What is asked:
Retype the tail of the data exactly, starting at the line containing "Target: white stone wall" and stopping at the last line.

Provided information:
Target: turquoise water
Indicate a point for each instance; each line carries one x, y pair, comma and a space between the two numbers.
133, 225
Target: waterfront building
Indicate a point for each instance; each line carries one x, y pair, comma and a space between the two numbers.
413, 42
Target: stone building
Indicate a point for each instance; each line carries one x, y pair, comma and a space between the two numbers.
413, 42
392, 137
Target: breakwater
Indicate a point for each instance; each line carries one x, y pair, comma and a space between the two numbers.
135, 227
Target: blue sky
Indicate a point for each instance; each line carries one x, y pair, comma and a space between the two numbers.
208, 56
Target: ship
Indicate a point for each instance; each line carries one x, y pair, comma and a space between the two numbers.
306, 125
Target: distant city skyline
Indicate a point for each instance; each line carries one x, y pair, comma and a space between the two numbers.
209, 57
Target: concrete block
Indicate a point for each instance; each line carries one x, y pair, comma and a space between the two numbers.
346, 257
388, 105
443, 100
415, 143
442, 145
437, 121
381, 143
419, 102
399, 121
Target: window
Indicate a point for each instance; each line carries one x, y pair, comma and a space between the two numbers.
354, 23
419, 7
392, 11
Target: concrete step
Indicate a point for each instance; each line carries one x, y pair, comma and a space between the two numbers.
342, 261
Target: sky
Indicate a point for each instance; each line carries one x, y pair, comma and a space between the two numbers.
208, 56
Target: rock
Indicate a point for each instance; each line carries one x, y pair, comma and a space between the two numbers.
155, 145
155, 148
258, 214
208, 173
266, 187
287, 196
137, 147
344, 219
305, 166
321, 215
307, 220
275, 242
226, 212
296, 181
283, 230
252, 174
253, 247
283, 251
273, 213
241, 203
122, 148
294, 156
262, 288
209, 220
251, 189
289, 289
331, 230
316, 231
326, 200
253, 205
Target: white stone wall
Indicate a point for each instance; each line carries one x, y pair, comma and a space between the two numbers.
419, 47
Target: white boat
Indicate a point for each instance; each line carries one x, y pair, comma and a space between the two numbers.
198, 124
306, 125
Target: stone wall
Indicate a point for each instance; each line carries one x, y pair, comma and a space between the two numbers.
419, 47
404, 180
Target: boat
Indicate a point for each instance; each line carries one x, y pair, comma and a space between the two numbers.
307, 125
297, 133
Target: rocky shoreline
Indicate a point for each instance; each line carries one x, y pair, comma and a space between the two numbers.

Full response:
Target: white stone wall
Indicate a point for each instance; each line carries one x, y pair, comma and a space between the two numbers.
419, 47
Target: white boat
Indicate a point for each instance; each line carries one x, y pair, comma and a space between the two numbers.
198, 124
306, 125
Target: stone wall
Indicate a point for each instance; each line carries one x, y pair, comma and a space between the two numbers.
419, 47
404, 180
Target: boat
Indicate a point for each instance; each line carries one x, y pair, comma and a space between the two numbers.
307, 125
297, 133
Target: rocky shoreline
Indicate a point for each instance; each line carries one x, y pair, comma and a space between the two numbers.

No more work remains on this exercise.